Saved data entries:
-=-=-
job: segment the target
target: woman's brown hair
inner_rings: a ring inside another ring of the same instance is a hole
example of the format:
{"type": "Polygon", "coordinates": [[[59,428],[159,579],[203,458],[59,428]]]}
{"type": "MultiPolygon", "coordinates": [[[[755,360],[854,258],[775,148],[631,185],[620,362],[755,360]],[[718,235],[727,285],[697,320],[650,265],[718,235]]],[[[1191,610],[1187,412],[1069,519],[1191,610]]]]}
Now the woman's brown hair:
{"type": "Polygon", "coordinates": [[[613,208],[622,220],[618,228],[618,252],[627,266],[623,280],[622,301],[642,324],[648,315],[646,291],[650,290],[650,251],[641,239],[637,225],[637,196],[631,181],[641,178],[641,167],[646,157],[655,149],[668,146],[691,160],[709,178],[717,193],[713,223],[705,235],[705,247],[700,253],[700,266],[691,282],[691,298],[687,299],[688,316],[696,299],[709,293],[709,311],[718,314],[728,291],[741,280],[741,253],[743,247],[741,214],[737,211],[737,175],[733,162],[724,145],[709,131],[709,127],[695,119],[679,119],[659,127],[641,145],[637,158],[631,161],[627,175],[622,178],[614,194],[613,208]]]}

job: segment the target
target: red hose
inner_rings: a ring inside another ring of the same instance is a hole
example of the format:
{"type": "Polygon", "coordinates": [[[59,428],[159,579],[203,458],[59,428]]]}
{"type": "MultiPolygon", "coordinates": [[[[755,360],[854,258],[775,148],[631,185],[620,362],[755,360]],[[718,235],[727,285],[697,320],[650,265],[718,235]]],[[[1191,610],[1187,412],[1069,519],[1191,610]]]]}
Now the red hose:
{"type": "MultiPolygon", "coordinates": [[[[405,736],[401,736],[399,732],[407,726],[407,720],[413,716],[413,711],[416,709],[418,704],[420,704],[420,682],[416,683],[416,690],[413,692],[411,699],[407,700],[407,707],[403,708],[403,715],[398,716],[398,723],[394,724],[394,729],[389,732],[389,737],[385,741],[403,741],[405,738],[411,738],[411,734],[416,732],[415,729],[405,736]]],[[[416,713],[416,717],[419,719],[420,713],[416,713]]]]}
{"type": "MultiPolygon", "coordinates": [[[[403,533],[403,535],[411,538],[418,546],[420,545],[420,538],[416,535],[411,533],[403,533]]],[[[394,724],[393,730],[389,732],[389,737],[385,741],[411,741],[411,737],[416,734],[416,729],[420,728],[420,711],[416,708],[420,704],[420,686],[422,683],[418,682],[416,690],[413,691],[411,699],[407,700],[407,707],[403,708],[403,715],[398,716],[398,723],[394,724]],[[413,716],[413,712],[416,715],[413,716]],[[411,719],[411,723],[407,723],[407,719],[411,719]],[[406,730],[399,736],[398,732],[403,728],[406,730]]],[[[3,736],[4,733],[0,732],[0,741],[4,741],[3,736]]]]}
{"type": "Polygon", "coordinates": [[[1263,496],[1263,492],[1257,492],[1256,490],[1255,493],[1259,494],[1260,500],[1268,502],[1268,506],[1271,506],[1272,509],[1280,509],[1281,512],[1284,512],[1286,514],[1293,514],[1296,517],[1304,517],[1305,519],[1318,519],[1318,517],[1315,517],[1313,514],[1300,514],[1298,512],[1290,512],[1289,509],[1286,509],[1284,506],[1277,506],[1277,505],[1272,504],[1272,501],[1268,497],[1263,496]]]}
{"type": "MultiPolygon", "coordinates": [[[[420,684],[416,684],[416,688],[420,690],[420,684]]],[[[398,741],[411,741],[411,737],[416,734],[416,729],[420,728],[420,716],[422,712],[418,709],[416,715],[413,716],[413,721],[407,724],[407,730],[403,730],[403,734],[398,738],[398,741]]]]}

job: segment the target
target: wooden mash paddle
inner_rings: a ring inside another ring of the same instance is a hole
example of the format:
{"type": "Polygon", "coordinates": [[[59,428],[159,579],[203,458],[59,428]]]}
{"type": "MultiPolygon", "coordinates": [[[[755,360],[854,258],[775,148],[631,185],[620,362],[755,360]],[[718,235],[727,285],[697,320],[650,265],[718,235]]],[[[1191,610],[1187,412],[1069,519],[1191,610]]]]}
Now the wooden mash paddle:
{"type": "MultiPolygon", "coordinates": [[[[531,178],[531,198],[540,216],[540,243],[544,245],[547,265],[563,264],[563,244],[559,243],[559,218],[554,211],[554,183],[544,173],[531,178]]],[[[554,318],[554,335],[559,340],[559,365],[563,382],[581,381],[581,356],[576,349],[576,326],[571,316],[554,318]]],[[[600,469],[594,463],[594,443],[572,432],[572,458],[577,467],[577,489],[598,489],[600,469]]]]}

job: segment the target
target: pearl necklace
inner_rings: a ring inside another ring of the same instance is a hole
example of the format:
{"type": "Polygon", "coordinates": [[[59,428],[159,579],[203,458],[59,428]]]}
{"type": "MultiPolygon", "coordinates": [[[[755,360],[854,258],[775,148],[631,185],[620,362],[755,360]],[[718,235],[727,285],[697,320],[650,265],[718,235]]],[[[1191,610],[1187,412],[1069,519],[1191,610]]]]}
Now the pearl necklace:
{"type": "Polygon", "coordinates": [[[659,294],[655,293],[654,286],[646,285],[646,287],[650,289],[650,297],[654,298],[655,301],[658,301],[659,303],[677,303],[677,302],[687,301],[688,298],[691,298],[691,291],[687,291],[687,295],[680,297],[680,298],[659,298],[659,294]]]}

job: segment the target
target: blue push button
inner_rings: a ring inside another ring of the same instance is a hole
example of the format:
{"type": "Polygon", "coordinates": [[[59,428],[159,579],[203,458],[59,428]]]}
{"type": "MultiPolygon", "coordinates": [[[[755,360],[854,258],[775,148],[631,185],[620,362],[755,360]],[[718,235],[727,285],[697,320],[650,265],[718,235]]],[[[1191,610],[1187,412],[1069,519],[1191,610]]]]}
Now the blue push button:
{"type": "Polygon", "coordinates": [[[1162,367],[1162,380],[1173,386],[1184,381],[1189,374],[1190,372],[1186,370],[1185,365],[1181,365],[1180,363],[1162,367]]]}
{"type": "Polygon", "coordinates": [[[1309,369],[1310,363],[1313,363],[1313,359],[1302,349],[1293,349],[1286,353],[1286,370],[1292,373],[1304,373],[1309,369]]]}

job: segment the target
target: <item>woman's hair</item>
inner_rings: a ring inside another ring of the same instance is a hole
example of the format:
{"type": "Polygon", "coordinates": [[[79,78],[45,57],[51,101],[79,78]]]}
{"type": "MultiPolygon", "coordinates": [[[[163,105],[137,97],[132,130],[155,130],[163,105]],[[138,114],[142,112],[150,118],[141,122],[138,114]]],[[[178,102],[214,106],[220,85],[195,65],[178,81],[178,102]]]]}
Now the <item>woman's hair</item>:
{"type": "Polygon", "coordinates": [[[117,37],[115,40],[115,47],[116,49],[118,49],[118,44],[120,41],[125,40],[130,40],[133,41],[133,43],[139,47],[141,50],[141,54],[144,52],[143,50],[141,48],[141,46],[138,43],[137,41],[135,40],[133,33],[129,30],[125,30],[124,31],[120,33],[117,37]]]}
-=-=-
Replace "segment the target" with "outline the target" throughout the material above, keeping every other line unchanged.

• **Full response**
job: outline the target
target: woman's brown hair
inner_rings: a ring inside another ring of the same instance is a hole
example of the format:
{"type": "Polygon", "coordinates": [[[59,428],[159,579],[203,458],[59,428]]]}
{"type": "MultiPolygon", "coordinates": [[[[755,360],[854,258],[775,148],[631,185],[620,362],[755,360]],[[718,235],[727,285],[697,320],[650,265],[718,235]]],[[[1191,610],[1187,412],[1069,519],[1191,610]]]]}
Now the woman's brown hair:
{"type": "Polygon", "coordinates": [[[613,208],[622,220],[618,228],[618,252],[627,266],[623,280],[622,301],[642,324],[648,315],[646,291],[650,290],[650,251],[641,239],[637,225],[637,196],[631,181],[641,178],[641,167],[646,157],[655,149],[668,146],[691,160],[709,178],[717,193],[713,223],[705,235],[705,247],[700,253],[700,266],[691,282],[691,298],[687,299],[688,316],[696,299],[709,293],[709,311],[718,314],[728,291],[741,280],[741,253],[743,247],[741,214],[737,211],[737,175],[733,162],[724,145],[709,131],[709,127],[695,119],[679,119],[659,127],[641,145],[637,158],[631,161],[627,175],[622,178],[614,194],[613,208]]]}

job: outline the target
target: red hose
inner_rings: a ring inside another ring of the same instance is a hole
example of the format:
{"type": "Polygon", "coordinates": [[[59,428],[159,579],[203,458],[59,428]]]}
{"type": "MultiPolygon", "coordinates": [[[[755,360],[854,258],[775,148],[631,185],[620,362],[755,360]],[[718,235],[727,285],[697,320],[650,265],[718,235]]],[[[1191,610],[1187,412],[1069,519],[1191,610]]]]}
Now the red hose:
{"type": "MultiPolygon", "coordinates": [[[[405,736],[401,736],[399,732],[407,726],[407,720],[413,716],[413,711],[416,709],[418,704],[420,704],[420,682],[416,683],[416,690],[413,692],[411,699],[407,700],[407,707],[403,708],[403,715],[398,716],[398,723],[394,724],[394,729],[389,732],[389,737],[385,741],[403,741],[405,738],[411,738],[411,734],[416,732],[415,729],[405,736]]],[[[416,713],[416,717],[419,719],[420,713],[416,713]]]]}
{"type": "MultiPolygon", "coordinates": [[[[403,533],[403,535],[411,538],[418,546],[420,545],[420,538],[416,535],[411,533],[403,533]]],[[[394,724],[393,730],[389,732],[389,737],[385,741],[411,741],[411,737],[416,734],[416,729],[420,728],[420,711],[416,708],[420,704],[420,686],[422,683],[418,682],[416,690],[413,691],[411,699],[407,700],[407,707],[403,708],[403,715],[398,716],[398,723],[394,724]],[[413,716],[413,712],[416,715],[413,716]],[[411,719],[411,723],[407,723],[407,719],[411,719]],[[406,730],[399,736],[398,732],[403,728],[406,730]]],[[[3,736],[4,733],[0,732],[0,741],[4,741],[3,736]]]]}
{"type": "Polygon", "coordinates": [[[1263,496],[1263,492],[1257,492],[1256,490],[1255,493],[1259,494],[1260,500],[1268,502],[1268,506],[1271,506],[1272,509],[1280,509],[1281,512],[1284,512],[1286,514],[1293,514],[1296,517],[1304,517],[1305,519],[1318,519],[1318,517],[1315,517],[1313,514],[1300,514],[1298,512],[1290,512],[1289,509],[1286,509],[1284,506],[1277,506],[1277,505],[1272,504],[1272,501],[1268,497],[1263,496]]]}
{"type": "MultiPolygon", "coordinates": [[[[420,684],[416,684],[416,688],[420,690],[420,684]]],[[[398,741],[411,741],[411,737],[416,734],[416,729],[420,728],[420,716],[422,712],[418,709],[416,715],[413,716],[413,721],[407,724],[407,730],[403,730],[403,734],[398,738],[398,741]]]]}

job: outline the target
target: wooden mash paddle
inner_rings: a ring inside another ring of the same instance is a hole
example of the format:
{"type": "Polygon", "coordinates": [[[59,428],[159,579],[203,458],[59,428]]]}
{"type": "MultiPolygon", "coordinates": [[[[755,360],[854,258],[775,148],[631,185],[620,362],[755,360]],[[718,235],[727,285],[697,320],[650,265],[718,235]]],[[[1191,610],[1187,412],[1069,519],[1191,610]]]]}
Now the wooden mash paddle:
{"type": "MultiPolygon", "coordinates": [[[[531,178],[531,198],[540,216],[540,243],[544,245],[547,265],[563,264],[563,244],[559,243],[559,218],[554,211],[554,183],[544,173],[531,178]]],[[[554,318],[554,335],[559,340],[559,365],[563,382],[581,381],[581,356],[576,349],[576,326],[571,316],[554,318]]],[[[600,469],[594,463],[594,443],[572,432],[572,458],[577,467],[577,489],[598,489],[600,469]]]]}

job: outline the target
target: pearl necklace
inner_rings: a ring inside another ring of the same instance is a hole
example of the format:
{"type": "Polygon", "coordinates": [[[59,428],[159,579],[203,458],[59,428]]]}
{"type": "MultiPolygon", "coordinates": [[[[755,360],[854,258],[775,148],[631,185],[620,362],[755,360]],[[718,235],[727,285],[697,320],[650,265],[718,235]]],[[[1191,610],[1187,412],[1069,519],[1191,610]]]]}
Now the pearl necklace:
{"type": "Polygon", "coordinates": [[[659,294],[655,293],[654,286],[646,285],[646,287],[650,289],[650,297],[654,298],[655,301],[658,301],[659,303],[677,303],[677,302],[687,301],[688,298],[691,298],[691,291],[687,291],[687,295],[680,297],[680,298],[659,298],[659,294]]]}

job: outline the target
target: blue push button
inner_rings: a ring inside another ring of the same instance is a hole
example of the format:
{"type": "Polygon", "coordinates": [[[59,428],[159,579],[203,458],[59,428]]]}
{"type": "MultiPolygon", "coordinates": [[[[755,360],[854,258],[775,148],[631,185],[620,362],[755,360]],[[718,235],[727,285],[697,320],[650,265],[718,235]]],[[[1191,610],[1187,412],[1069,519],[1191,610]]]]}
Now the blue push button:
{"type": "Polygon", "coordinates": [[[1162,367],[1162,380],[1173,386],[1184,381],[1189,374],[1190,372],[1186,370],[1185,365],[1181,365],[1180,363],[1162,367]]]}
{"type": "Polygon", "coordinates": [[[1309,369],[1310,363],[1313,363],[1313,359],[1302,349],[1293,349],[1286,353],[1286,370],[1292,373],[1304,373],[1309,369]]]}

job: outline the target
target: <item>woman's hair</item>
inner_rings: a ring inside another ring of the same instance is a hole
example of the format:
{"type": "Polygon", "coordinates": [[[79,78],[45,57],[51,101],[79,78]]]}
{"type": "MultiPolygon", "coordinates": [[[[163,105],[137,97],[132,130],[155,130],[163,105]],[[138,114],[142,112],[150,118],[141,122],[138,114]]],[[[178,102],[214,106],[220,85],[195,65],[178,81],[178,102]]]]}
Now the <item>woman's hair</item>:
{"type": "Polygon", "coordinates": [[[117,37],[115,40],[115,47],[116,49],[118,49],[118,44],[120,41],[125,40],[130,40],[133,41],[133,43],[139,47],[141,50],[141,54],[144,52],[143,50],[141,48],[141,46],[138,43],[137,41],[135,40],[133,33],[129,30],[125,30],[124,31],[120,33],[117,37]]]}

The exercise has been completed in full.